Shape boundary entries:
..........
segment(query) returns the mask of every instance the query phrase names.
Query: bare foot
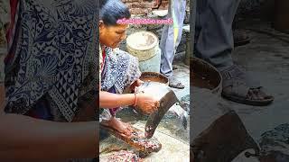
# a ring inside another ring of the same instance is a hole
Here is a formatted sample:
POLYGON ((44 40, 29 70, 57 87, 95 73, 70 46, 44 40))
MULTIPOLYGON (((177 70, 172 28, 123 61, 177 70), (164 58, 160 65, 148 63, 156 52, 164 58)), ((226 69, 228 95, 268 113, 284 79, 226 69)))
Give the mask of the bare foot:
POLYGON ((111 127, 112 129, 117 130, 126 136, 131 136, 133 132, 133 129, 128 123, 123 122, 116 117, 112 117, 111 120, 107 122, 102 122, 101 124, 111 127))

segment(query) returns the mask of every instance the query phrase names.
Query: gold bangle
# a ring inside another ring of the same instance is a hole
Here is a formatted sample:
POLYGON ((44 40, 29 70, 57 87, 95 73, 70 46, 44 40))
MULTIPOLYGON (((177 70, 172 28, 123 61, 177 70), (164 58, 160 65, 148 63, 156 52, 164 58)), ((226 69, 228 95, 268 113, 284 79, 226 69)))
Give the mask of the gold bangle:
POLYGON ((136 93, 135 93, 135 104, 134 104, 135 107, 136 106, 136 104, 137 104, 137 95, 136 95, 136 93))

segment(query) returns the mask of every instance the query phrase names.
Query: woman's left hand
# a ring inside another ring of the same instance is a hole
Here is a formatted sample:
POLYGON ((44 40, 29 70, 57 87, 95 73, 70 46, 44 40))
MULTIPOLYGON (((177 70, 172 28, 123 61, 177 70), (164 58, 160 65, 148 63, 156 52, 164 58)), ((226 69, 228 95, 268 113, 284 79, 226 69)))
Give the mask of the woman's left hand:
POLYGON ((142 84, 144 84, 144 82, 142 81, 141 79, 137 79, 135 80, 132 86, 130 86, 131 90, 135 93, 135 87, 140 86, 142 84))

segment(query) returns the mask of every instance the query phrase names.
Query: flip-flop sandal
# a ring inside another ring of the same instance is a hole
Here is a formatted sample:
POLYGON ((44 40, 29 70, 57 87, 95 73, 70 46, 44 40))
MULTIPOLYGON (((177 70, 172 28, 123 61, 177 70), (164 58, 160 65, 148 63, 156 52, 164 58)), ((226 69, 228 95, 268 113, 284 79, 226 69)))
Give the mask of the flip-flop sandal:
POLYGON ((237 66, 232 66, 230 69, 221 72, 223 77, 223 91, 221 93, 222 97, 233 102, 256 105, 265 106, 270 104, 274 101, 274 97, 266 94, 262 91, 262 86, 257 86, 249 83, 247 76, 244 75, 237 66), (240 75, 242 77, 240 78, 240 75), (231 87, 229 90, 227 89, 231 87), (258 89, 258 93, 262 93, 265 99, 252 99, 248 98, 247 94, 250 89, 258 89))
POLYGON ((173 87, 173 88, 178 88, 178 89, 184 88, 184 86, 182 83, 176 81, 175 78, 169 80, 169 86, 173 87))
MULTIPOLYGON (((236 89, 240 88, 240 86, 236 87, 236 89)), ((250 88, 249 88, 250 89, 250 88)), ((261 91, 261 89, 260 89, 261 91)), ((260 92, 259 91, 259 92, 260 92)), ((238 91, 237 92, 232 92, 232 93, 226 93, 226 92, 222 92, 221 94, 222 97, 236 102, 236 103, 240 103, 240 104, 248 104, 248 105, 254 105, 254 106, 266 106, 270 104, 273 101, 274 101, 274 97, 271 95, 267 95, 265 97, 265 99, 252 99, 252 98, 248 98, 247 96, 247 94, 244 96, 243 94, 238 94, 238 91)))

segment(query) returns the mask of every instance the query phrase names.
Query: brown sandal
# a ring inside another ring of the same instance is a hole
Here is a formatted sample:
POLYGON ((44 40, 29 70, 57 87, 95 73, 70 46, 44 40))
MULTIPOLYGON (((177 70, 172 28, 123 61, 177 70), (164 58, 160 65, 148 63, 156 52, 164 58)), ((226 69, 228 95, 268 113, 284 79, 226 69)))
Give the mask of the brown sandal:
POLYGON ((221 72, 223 77, 223 91, 221 95, 233 102, 264 106, 274 101, 274 97, 267 95, 263 87, 251 82, 237 66, 221 72), (261 96, 261 97, 260 97, 261 96))

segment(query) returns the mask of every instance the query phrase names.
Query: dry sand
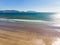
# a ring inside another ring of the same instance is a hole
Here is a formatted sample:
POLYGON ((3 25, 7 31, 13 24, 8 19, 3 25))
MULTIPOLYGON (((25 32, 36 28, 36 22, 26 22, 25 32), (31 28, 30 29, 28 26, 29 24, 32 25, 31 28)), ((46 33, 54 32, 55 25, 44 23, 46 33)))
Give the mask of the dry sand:
POLYGON ((59 35, 44 24, 0 22, 0 45, 56 45, 59 35))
..........
Transcribe the records word for word and include no pictures.

segment(query) returns the mask of every instance the query phrase names.
Query: bare foot
# a ring inside another ring of the same instance is a hole
Here is a formatted sample:
POLYGON ((44 40, 29 70, 57 87, 95 73, 70 46, 44 40))
MULTIPOLYGON (((177 70, 172 28, 123 61, 177 70), (164 58, 160 65, 148 63, 156 52, 164 58)), ((226 69, 228 95, 268 113, 284 79, 226 69)))
Give the mask of the bare foot:
POLYGON ((111 127, 112 129, 117 130, 126 136, 131 136, 133 132, 133 129, 128 123, 123 122, 116 117, 112 117, 111 120, 107 122, 102 122, 101 124, 111 127))

segment(query) returns the mask of every instance the query phrase names.
Query: gold bangle
# a ring inside another ring of the same instance is a hole
Here is a formatted sample:
POLYGON ((44 40, 29 70, 57 87, 95 73, 70 46, 44 40))
MULTIPOLYGON (((177 70, 172 28, 123 61, 177 70), (164 58, 160 65, 148 63, 156 52, 164 58)), ((226 69, 228 95, 268 113, 284 79, 226 69)))
Give the mask of the gold bangle:
POLYGON ((136 93, 135 93, 135 104, 134 104, 135 107, 136 106, 136 104, 137 104, 137 95, 136 95, 136 93))

segment(query) returns the mask of every instance the query phrase names.
Query: woman's left hand
# a ring inside another ring of the same instance is a hole
Here is a formatted sample:
POLYGON ((44 40, 29 70, 57 87, 95 73, 70 46, 44 40))
MULTIPOLYGON (((177 70, 172 28, 123 61, 177 70), (164 58, 160 65, 148 63, 156 52, 164 58)), ((226 69, 228 95, 268 113, 284 79, 226 69)))
Give the mask of the woman's left hand:
POLYGON ((142 84, 144 84, 144 82, 142 81, 141 79, 137 79, 135 80, 132 86, 130 86, 131 90, 135 93, 135 87, 140 86, 142 84))

segment(query) returns the mask of every instance the query phrase names.
Query: flip-flop sandal
# a ring inside another ring of the same instance is a hole
Here is a formatted sample:
POLYGON ((44 40, 29 70, 57 87, 95 73, 70 46, 44 40))
MULTIPOLYGON (((177 70, 172 28, 123 61, 177 70), (164 58, 160 65, 148 63, 156 52, 164 58)), ((226 69, 228 95, 268 113, 284 79, 226 69)))
Give the mask of the flip-flop sandal:
POLYGON ((237 66, 232 66, 230 69, 221 72, 223 77, 223 91, 221 93, 222 97, 233 102, 256 105, 265 106, 270 104, 274 101, 274 97, 266 94, 262 91, 262 86, 257 86, 249 83, 247 76, 244 75, 237 66), (240 75, 242 77, 240 78, 240 75), (231 87, 229 90, 227 89, 231 87), (258 89, 258 93, 262 93, 265 99, 252 99, 248 98, 247 94, 250 89, 258 89))
POLYGON ((173 87, 173 88, 178 88, 178 89, 184 88, 184 86, 182 83, 176 81, 175 78, 169 80, 169 86, 173 87))
MULTIPOLYGON (((236 89, 240 88, 240 86, 236 87, 236 89)), ((250 88, 249 88, 250 89, 250 88)), ((261 91, 261 89, 260 89, 261 91)), ((260 92, 259 91, 259 92, 260 92)), ((238 91, 237 92, 232 92, 232 93, 226 93, 226 92, 222 92, 221 94, 222 97, 236 102, 236 103, 240 103, 240 104, 248 104, 248 105, 254 105, 254 106, 266 106, 270 104, 273 101, 274 101, 274 97, 271 95, 267 95, 265 97, 265 99, 252 99, 252 98, 248 98, 247 96, 247 94, 244 96, 243 94, 238 94, 238 91)))

segment(query) returns the mask of every instance the query phrase names.
Query: brown sandal
# a ring inside another ring of the same instance is a hole
Here is a formatted sample:
POLYGON ((44 40, 29 70, 57 87, 95 73, 70 46, 44 40))
MULTIPOLYGON (((177 70, 172 28, 123 61, 177 70), (164 58, 160 65, 148 63, 156 52, 164 58)), ((226 69, 228 95, 268 113, 284 79, 226 69)))
Give the mask of the brown sandal:
POLYGON ((221 72, 223 77, 223 91, 221 95, 233 102, 264 106, 274 101, 274 97, 267 95, 263 87, 251 82, 237 66, 221 72), (261 96, 261 97, 260 97, 261 96))

segment(query) returns the mask of every instance the query phrase names.
Query: dry sand
# a ring inside another ring of the same instance is a hole
Here is a formatted sample:
POLYGON ((3 25, 7 31, 13 24, 8 19, 3 25))
MULTIPOLYGON (((25 32, 36 28, 36 22, 26 22, 25 32), (31 28, 30 29, 28 26, 29 24, 32 25, 31 28)), ((46 33, 54 32, 55 25, 44 23, 46 33)))
Give the mask of the dry sand:
POLYGON ((59 35, 44 24, 0 22, 0 45, 56 45, 59 35))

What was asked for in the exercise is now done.